* _COSA FARE_:
Puoi riscrivere la parte del testo fornito che si apre con le parole contenenti "Non c’è mai" e si chiude con "non è casuale?", sostituendo "romanzo" con "libro"?

:: TESTO FORNITO

L’epidemia sprigiona il tratto animalesco del nostro modo di essere umani. La comunità che racconta è alla ricerca dell’untore, del colpevole, del capro espiatorio. La ricerca di un nemico è un modo per ricordarci che siamo ancora vivi?

Purtroppo, la ricerca di un nemico è inevitabile: serve a rassicurarci sul fatto che ciò che di eccezionale avviene non è colpa nostra, e che non siamo noi ad aver suscitato l’ira di un dio o un cataclisma sanitario e ambientale. È come se, negli ultimi trent’anni, avessimo tutti guardato da lontano guerre che non ci toccavano. È avvenuto davvero, peraltro: ma la nostra commozione è sempre stata volatile. Il colpevole ci rende puri e, nell’illusione, salvi.

La peste, scrive, è sempre dentro di noi. Cosa diventiamo dopo questa contaminazione?

Questo è difficile capirlo ora. Di certo, non saremo uguali a quelli di prima. Mi colpiva, all’inizio dell’estate, la facilità con cui la pandemia veniva espulsa dai discorsi, pubblici e privati, come se non fosse stato e fosse qualcosa di impensabile e ancora di difficilmente narrabile. Lo vedremo, nel tempo.

La struttura del libro è interessante: demolisce la linearità temporale dei fatti descrivendo il tempo precedente e successivo alla peste. Nel mentre, appunto, la notte si avvicina. Una struttura del genere rende più immediata l’idea che all’origine di un male contagioso non ci sia un solo inizio ma una molteplicità di inizi?

Non c’è mai una sola causa. Nel romanzo, provo a intrecciare le cause effettive, i fatti se vogliamo, con uno stato d’animo collettivo che a sua volta si deve a molti fattori, piccoli e grandi, e che nel suo complesso ha portato a quel disinteresse, a quel chiuderci nel nostro piccolissimo, che secondo gli antichi cronisti favoriva i flagelli.

La morte, che tentiamo di sfidare, nel contagio ritrova la sua forza e la sua essenza primitiva. In epigrafe cita Ritsos: «I morti sentono prima del rumore». La scelta di far parlare un morto non è casuale?

Mi serviva un fantasma. I morti si muovono in un tempo fermo, possono guardare indietro e avanti e comprendere le cause, e provare pietà anche per chi commette il male. Credo, inoltre, che sia necessario raccontare la morte: la letteratura non realista, o fantastica, che è quella che leggo e scrivo, lo ha assunto come compito primario.

Indaga molto l’incertezza che separa il bene dal male, il confine sottilissimo che distingue le vittime dai carnefici. Sembra che tutti i suoi personaggi sentano su di loro sia l’innocenza che la colpa. I buoni, al centro del male, cosa diventano?

Oscillano, come ognuno di noi. Narrare che siamo fatti, tutti, di bene e di male, è un’altra delle mie ossessioni letterarie. È, banalmente, etica. Ma ancora una volta appartiene al fantastico: Il signore degli anelli non sarebbe il capolavoro che è se Frodo, sul Monte Fato, non cedesse al potere dell’Unico Anello.

::::
:: DATI FORNITI

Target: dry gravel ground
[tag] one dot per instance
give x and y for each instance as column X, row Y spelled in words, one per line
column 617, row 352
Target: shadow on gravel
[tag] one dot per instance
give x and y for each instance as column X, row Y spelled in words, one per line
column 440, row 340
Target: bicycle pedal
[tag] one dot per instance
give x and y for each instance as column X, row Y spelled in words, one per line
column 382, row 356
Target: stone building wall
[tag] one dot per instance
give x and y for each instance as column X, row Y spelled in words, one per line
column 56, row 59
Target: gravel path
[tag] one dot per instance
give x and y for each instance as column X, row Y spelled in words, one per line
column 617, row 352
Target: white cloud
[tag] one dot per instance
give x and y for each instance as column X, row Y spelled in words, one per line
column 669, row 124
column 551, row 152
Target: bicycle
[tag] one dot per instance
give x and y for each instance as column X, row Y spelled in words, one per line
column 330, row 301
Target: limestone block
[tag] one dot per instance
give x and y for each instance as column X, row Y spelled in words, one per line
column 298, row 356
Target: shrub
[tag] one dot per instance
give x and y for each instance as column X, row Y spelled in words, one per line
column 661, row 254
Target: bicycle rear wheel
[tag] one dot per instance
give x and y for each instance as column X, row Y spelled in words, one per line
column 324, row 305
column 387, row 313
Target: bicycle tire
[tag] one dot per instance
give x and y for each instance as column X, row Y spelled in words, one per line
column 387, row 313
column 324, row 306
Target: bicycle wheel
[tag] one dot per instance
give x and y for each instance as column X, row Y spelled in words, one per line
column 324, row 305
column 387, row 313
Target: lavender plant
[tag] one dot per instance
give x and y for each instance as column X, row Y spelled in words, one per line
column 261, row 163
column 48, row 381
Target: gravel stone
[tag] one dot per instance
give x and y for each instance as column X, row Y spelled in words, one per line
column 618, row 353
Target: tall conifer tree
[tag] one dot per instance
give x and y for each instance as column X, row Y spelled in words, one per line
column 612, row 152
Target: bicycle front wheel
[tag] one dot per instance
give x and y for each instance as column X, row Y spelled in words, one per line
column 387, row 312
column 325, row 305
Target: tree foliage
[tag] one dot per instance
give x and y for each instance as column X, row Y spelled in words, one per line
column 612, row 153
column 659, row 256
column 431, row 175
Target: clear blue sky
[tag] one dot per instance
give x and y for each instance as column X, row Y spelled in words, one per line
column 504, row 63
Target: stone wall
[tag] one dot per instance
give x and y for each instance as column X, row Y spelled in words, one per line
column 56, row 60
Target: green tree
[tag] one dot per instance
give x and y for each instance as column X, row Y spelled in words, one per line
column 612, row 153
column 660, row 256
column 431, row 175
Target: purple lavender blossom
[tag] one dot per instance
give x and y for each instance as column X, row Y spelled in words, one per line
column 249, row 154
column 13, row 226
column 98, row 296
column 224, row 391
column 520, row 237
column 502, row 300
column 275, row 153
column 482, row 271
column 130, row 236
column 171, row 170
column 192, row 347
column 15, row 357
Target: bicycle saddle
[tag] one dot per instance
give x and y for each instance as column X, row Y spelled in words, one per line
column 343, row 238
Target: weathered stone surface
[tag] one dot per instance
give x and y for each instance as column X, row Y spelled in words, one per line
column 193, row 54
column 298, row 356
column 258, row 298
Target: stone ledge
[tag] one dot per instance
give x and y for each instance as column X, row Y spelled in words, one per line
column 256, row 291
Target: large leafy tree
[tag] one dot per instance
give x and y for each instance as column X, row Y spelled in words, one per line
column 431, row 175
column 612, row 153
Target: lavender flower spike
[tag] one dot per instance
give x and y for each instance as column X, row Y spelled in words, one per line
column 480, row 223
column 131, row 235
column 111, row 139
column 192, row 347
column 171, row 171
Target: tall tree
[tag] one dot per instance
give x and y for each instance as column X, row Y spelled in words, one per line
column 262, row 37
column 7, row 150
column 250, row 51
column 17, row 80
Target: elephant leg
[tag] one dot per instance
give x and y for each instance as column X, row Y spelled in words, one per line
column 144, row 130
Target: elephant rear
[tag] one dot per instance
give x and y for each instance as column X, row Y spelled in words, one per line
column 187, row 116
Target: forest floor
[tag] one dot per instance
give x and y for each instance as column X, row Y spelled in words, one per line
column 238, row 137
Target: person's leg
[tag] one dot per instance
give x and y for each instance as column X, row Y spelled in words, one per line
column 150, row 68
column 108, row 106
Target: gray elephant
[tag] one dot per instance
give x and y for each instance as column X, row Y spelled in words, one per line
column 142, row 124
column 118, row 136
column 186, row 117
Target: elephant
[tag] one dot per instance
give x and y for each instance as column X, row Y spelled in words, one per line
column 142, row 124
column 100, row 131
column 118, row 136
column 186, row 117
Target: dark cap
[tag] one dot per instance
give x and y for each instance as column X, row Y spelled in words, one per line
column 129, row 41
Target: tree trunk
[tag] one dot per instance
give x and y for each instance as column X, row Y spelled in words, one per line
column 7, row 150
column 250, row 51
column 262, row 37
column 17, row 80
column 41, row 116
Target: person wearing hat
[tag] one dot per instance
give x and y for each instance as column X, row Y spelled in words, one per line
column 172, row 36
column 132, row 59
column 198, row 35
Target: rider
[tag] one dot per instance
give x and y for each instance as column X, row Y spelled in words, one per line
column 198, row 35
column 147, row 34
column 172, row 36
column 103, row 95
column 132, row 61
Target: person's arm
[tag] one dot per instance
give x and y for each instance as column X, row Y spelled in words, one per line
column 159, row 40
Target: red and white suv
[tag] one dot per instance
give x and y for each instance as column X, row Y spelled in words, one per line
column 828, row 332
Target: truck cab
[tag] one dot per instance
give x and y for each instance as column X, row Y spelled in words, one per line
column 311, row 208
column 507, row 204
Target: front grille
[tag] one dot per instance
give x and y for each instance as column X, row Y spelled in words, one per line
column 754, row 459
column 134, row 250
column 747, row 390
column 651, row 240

::::

* _RISPOSTA_:
Non c’è mai una sola causa. Nel libro, provo a intrecciare le cause effettive, i fatti se vogliamo, con uno stato d’animo collettivo che a sua volta si deve a molti fattori, piccoli e grandi, e che nel suo complesso ha portato a quel disinteresse, a quel chiuderci nel nostro piccolissimo, che secondo gli antichi cronisti favoriva i flagelli.

La morte, che tentiamo di sfidare, nel contagio ritrova la sua forza e la sua essenza primitiva. In epigrafe cita Ritsos: «I morti sentono prima del rumore». La scelta di far parlare un morto non è casuale?